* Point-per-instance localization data
'''

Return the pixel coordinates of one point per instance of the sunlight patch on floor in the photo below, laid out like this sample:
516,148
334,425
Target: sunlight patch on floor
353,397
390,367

'''
'''

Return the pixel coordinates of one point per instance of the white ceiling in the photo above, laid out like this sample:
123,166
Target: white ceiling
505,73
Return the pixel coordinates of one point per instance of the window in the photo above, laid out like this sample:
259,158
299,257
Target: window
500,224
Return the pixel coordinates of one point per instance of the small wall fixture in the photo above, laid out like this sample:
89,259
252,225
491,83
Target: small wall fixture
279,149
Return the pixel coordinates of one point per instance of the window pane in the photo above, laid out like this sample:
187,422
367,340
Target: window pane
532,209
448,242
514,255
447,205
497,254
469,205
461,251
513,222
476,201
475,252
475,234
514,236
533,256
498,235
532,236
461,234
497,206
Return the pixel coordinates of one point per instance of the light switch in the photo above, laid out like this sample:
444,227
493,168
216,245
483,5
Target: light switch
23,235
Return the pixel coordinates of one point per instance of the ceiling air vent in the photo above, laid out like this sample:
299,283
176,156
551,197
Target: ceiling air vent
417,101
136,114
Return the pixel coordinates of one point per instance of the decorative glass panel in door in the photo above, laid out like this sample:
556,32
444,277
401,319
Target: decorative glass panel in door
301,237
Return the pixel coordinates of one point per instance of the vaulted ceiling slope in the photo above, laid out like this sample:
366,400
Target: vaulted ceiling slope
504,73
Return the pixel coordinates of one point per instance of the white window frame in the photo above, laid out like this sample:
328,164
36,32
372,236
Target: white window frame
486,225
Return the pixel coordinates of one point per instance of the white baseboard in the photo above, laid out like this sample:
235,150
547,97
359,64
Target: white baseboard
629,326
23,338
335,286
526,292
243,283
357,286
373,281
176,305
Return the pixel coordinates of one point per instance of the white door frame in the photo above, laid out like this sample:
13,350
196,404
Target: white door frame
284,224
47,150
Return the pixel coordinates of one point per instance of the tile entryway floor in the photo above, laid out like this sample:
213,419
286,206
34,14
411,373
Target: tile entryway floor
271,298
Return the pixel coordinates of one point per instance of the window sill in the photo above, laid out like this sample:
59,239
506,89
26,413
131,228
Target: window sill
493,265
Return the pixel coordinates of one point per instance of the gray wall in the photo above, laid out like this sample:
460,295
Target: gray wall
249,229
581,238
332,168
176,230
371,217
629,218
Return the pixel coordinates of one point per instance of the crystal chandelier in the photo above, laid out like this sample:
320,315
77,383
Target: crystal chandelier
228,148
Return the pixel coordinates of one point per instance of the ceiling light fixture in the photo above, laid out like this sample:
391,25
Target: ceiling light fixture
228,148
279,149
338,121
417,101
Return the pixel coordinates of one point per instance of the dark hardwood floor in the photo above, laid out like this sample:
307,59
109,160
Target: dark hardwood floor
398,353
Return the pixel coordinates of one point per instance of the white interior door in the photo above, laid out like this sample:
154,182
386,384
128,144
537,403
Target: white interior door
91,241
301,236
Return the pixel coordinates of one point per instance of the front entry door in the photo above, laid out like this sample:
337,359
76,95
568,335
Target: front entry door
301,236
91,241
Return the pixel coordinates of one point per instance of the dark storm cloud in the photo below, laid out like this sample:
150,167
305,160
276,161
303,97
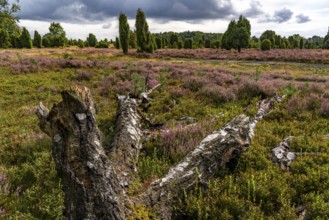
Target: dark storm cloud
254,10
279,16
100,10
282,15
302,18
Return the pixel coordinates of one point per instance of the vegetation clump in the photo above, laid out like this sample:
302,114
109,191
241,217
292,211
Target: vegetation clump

'''
'''

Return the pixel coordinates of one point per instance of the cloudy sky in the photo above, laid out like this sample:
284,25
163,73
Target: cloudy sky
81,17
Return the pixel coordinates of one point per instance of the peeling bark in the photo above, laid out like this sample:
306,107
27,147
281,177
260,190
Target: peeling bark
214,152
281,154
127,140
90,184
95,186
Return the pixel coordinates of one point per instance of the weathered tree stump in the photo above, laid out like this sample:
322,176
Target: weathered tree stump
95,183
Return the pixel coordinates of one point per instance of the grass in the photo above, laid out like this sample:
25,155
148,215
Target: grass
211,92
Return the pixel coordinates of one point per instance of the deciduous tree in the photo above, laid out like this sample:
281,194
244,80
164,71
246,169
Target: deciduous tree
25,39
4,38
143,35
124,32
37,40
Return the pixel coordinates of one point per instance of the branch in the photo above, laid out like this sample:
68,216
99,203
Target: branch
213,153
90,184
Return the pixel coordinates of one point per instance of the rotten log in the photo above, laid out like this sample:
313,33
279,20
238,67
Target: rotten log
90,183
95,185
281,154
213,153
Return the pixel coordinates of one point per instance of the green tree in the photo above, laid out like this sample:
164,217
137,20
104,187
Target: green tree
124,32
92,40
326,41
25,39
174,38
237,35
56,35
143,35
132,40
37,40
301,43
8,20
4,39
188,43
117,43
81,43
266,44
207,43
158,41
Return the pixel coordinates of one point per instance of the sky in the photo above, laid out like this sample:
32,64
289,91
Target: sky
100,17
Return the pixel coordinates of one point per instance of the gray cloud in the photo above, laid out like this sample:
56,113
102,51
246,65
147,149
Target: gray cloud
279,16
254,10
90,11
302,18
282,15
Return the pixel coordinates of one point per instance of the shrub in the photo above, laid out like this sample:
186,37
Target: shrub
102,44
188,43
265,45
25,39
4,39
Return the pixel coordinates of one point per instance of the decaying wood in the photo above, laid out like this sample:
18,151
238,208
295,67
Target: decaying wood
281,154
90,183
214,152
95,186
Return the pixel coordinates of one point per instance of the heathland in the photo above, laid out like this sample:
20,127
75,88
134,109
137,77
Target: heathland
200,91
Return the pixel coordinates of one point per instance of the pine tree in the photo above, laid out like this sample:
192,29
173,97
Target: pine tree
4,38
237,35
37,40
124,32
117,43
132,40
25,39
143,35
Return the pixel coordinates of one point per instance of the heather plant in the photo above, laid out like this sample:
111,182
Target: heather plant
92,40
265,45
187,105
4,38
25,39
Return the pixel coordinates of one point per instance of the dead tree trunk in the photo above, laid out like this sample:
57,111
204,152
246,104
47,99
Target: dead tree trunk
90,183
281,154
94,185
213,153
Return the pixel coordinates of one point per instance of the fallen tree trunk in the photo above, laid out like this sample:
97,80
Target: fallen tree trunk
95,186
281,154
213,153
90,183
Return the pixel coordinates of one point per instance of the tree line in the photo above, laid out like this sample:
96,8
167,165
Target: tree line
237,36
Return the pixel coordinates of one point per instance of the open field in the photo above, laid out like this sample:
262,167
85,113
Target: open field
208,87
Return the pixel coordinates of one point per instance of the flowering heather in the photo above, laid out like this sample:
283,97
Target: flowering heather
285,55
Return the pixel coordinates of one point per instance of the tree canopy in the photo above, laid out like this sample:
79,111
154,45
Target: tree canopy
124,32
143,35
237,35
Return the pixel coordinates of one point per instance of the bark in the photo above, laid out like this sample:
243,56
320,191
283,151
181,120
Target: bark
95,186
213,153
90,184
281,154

'''

* Description of the task
Write out every line from the data above that includes "clump".

* Response to this task
Return the pixel coordinates of one point per instance of the vegetation clump in the photo above, laid out like this sample:
Target: vegetation clump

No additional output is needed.